• [GOAL]:
Every line from the line containing "the window, a" through the final line of the data is to be printed exactly; no other line is to appear.

[Dataset entries]
☆ ☆ ☆ ☆ ☆ ☆ ☆

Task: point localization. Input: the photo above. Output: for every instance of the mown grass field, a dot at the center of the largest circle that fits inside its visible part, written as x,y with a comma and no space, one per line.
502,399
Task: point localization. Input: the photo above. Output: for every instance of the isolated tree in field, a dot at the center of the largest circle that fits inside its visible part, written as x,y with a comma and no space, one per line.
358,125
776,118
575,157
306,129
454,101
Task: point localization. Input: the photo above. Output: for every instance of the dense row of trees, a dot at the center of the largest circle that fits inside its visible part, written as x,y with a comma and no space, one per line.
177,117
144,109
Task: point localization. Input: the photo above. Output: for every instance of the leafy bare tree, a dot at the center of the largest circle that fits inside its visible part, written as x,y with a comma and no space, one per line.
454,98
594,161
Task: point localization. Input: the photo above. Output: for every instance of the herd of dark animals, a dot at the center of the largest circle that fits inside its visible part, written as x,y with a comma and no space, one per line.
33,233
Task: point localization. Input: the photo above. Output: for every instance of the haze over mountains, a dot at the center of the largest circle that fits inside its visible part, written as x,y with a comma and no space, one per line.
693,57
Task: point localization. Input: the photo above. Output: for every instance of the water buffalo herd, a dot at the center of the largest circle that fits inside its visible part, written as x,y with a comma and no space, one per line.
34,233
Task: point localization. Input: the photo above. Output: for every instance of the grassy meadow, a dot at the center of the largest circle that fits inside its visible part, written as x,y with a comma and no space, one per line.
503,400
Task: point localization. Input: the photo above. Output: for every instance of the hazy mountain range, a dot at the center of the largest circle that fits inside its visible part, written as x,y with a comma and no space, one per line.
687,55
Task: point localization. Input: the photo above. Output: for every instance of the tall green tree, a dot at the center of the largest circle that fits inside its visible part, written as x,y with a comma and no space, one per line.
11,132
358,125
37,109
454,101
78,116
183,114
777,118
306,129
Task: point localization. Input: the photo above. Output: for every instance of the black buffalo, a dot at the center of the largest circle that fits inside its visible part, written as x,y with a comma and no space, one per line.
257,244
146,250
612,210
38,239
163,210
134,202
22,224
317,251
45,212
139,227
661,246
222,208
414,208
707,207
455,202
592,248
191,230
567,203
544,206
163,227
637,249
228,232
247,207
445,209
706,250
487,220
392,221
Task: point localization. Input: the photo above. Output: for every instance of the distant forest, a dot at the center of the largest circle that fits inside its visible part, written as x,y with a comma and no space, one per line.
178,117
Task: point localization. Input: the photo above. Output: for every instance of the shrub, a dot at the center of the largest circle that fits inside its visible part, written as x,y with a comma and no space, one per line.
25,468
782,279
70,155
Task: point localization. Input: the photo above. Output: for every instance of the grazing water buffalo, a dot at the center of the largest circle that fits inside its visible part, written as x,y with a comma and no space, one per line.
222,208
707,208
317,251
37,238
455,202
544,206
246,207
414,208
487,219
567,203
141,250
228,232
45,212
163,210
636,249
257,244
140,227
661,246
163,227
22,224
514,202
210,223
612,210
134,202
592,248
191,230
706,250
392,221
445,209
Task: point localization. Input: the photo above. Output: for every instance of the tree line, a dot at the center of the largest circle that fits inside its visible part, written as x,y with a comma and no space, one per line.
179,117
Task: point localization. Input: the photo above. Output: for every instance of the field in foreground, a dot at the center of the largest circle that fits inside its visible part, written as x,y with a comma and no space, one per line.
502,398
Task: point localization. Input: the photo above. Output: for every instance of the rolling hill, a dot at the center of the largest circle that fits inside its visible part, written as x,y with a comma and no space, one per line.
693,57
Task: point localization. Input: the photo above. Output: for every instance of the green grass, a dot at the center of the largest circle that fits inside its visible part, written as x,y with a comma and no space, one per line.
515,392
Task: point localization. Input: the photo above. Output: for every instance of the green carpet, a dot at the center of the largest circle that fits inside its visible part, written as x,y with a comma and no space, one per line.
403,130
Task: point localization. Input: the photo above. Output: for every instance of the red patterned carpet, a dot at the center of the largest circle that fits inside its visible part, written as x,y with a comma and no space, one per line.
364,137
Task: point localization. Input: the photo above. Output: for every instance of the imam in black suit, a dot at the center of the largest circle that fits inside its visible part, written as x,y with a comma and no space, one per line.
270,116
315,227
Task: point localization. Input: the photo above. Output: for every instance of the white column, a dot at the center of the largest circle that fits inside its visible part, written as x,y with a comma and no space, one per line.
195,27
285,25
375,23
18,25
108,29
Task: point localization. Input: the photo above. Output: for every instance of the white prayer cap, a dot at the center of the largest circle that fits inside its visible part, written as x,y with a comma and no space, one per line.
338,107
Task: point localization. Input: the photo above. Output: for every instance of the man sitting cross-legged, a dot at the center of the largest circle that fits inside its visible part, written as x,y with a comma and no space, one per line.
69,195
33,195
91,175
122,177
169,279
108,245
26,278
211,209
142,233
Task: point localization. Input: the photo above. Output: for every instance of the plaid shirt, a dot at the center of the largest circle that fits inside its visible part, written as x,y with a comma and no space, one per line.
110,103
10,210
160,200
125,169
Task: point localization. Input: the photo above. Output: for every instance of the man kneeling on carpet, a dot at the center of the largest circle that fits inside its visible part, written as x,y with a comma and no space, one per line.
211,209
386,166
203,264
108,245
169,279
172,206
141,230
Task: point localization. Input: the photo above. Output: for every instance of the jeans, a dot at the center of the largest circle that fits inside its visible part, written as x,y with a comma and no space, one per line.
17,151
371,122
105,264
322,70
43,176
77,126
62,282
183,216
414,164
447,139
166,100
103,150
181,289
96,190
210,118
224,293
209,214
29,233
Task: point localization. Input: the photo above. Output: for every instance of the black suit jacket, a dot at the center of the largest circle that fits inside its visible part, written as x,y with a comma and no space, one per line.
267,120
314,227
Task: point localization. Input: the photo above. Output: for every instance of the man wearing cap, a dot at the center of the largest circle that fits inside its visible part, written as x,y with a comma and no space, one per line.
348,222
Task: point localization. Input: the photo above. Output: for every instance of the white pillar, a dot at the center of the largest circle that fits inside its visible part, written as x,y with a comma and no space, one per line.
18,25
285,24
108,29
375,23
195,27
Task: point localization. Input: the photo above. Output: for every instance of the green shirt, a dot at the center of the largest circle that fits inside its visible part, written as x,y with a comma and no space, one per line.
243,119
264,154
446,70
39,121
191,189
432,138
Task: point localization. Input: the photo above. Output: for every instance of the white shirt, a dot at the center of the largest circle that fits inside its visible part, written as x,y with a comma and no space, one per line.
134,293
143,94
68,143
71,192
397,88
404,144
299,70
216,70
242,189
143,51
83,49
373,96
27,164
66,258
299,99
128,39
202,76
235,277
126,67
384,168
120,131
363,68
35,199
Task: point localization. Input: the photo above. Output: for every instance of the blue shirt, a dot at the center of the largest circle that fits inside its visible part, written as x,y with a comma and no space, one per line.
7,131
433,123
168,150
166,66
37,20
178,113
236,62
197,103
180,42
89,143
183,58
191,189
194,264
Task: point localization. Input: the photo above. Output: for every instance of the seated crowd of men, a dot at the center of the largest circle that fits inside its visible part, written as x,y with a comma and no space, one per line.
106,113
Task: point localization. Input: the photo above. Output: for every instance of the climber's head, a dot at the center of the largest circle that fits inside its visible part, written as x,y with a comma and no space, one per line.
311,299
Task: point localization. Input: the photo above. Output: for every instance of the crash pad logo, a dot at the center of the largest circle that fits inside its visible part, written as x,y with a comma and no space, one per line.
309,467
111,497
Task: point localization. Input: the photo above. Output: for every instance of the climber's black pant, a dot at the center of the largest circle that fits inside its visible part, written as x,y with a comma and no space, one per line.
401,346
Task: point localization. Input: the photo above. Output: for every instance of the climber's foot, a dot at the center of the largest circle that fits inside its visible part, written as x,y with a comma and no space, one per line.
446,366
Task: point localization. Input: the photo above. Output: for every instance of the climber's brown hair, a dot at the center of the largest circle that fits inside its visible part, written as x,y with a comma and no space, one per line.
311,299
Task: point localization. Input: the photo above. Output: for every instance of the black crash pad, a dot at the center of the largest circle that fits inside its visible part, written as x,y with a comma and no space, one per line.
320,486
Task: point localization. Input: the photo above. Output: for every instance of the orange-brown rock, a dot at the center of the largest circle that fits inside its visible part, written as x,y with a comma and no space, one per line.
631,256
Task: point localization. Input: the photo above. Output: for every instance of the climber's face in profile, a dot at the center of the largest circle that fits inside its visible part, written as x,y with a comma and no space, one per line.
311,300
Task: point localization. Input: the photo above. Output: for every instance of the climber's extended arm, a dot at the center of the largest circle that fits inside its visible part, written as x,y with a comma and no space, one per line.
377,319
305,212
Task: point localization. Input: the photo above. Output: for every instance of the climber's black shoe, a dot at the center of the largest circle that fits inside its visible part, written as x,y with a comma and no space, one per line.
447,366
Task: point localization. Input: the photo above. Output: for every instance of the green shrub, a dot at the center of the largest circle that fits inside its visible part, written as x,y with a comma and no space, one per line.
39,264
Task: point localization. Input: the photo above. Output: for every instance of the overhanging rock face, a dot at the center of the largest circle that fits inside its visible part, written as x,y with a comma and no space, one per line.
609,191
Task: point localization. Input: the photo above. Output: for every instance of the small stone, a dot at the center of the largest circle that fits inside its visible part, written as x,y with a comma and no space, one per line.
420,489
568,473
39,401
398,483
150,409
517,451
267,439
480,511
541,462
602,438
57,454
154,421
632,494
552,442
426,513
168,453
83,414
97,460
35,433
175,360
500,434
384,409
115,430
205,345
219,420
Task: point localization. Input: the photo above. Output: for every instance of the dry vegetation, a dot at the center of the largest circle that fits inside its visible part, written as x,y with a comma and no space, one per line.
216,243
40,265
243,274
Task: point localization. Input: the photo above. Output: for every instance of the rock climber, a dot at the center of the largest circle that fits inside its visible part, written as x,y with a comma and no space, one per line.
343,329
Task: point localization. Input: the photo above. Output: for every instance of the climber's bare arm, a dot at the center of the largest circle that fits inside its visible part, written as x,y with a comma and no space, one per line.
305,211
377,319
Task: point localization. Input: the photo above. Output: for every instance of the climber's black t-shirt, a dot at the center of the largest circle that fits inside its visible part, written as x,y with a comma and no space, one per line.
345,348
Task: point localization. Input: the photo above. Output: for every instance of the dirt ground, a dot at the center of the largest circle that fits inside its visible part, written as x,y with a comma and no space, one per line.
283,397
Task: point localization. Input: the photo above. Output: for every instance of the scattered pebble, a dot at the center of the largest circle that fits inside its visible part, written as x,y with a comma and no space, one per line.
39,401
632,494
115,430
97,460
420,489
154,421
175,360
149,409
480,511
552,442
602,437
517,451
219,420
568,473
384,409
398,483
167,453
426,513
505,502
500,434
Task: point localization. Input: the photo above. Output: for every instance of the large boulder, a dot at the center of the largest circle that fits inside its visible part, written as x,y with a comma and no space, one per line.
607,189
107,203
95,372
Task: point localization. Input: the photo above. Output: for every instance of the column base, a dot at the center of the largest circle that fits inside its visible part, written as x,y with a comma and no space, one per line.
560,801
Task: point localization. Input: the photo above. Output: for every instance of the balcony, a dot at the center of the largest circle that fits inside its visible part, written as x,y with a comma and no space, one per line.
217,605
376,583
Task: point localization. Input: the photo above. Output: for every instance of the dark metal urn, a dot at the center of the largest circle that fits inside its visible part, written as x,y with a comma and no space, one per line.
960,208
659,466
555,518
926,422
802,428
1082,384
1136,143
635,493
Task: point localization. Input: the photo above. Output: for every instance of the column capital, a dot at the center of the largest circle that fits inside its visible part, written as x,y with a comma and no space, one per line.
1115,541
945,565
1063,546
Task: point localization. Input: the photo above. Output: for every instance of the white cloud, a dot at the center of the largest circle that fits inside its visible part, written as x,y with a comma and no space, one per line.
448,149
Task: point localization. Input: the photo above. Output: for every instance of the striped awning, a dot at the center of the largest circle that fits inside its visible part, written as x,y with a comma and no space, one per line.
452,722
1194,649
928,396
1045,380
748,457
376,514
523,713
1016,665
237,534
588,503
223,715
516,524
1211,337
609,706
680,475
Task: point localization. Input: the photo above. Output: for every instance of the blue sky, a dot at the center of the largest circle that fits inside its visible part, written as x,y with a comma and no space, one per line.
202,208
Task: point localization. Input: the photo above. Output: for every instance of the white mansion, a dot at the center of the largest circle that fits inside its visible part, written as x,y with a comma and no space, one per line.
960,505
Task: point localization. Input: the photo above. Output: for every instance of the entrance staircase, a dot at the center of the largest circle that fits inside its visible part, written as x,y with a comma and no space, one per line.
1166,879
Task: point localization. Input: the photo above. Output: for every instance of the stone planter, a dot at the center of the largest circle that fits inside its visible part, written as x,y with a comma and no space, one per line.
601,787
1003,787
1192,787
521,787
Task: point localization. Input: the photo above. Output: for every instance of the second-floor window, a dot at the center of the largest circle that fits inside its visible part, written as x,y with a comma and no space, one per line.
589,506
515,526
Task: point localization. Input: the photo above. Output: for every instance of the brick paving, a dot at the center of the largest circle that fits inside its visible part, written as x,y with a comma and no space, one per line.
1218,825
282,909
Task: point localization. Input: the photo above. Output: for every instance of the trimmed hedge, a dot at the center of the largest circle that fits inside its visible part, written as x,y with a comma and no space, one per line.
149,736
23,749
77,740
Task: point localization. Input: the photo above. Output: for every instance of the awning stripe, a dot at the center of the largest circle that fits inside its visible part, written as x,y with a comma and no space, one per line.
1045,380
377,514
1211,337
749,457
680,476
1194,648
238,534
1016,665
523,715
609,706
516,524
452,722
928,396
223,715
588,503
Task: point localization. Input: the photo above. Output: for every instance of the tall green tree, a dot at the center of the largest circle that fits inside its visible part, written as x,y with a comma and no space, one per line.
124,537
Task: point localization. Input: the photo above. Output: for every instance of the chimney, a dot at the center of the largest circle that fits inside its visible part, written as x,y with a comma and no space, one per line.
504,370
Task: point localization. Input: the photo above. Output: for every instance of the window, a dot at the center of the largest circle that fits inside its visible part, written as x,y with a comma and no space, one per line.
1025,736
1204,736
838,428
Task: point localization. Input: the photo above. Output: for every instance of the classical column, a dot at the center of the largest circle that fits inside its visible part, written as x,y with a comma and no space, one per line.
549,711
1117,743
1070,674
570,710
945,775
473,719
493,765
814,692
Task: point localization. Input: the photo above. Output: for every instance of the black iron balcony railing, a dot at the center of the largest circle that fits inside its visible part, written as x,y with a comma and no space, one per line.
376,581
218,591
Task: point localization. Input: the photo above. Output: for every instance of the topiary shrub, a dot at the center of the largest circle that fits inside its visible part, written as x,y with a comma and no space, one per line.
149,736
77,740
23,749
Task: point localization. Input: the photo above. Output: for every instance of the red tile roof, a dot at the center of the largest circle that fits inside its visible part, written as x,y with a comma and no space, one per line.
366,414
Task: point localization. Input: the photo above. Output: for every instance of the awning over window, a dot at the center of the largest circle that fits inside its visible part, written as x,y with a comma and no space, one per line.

☆ ☆ ☆ ☆ ☆ ☆ ☆

• [FINAL ANSWER]:
Task: point localization. Input: the photo above. Output: for every instance of the window, a dot at the center of the largest circle that fits inside its visible part, written as x,y with a comma and no space, one per line.
1025,736
1204,736
838,428
Task: point localization. Input: the photo above. Output: for every instance of the classical column, a dot at the center of the largest circle that fits inside its visible part, written as x,y with a comma and no space, one per line.
549,711
1117,743
1070,674
570,710
945,775
473,719
493,765
814,692
Task: point localization. Input: the photo above. Output: for every instance of the black iron balcony railing, a dot at the center of the largest circle that fits inside its visible part, written as x,y with a comma and no space, one per line.
376,581
218,591
Task: point localization. Input: the photo above. Output: for every instance of the topiary shrub, a dot at the center of the largest circle that fits inside its visible part, written as x,y with a comma and no space, one per line.
149,736
77,740
23,749
Task: point localization. Input: the photo above. Output: for every instance of the red tile roof, a dot at the center of the largest circle that fits inside its visible part, written as x,y with a comma and no space, one per line.
366,414
Task: point localization. Input: the photo above. Output: for every instance of the awning over window, a dot at the center of the largest circle that fits inside its visible part, written as x,y with a comma and no space, one per line.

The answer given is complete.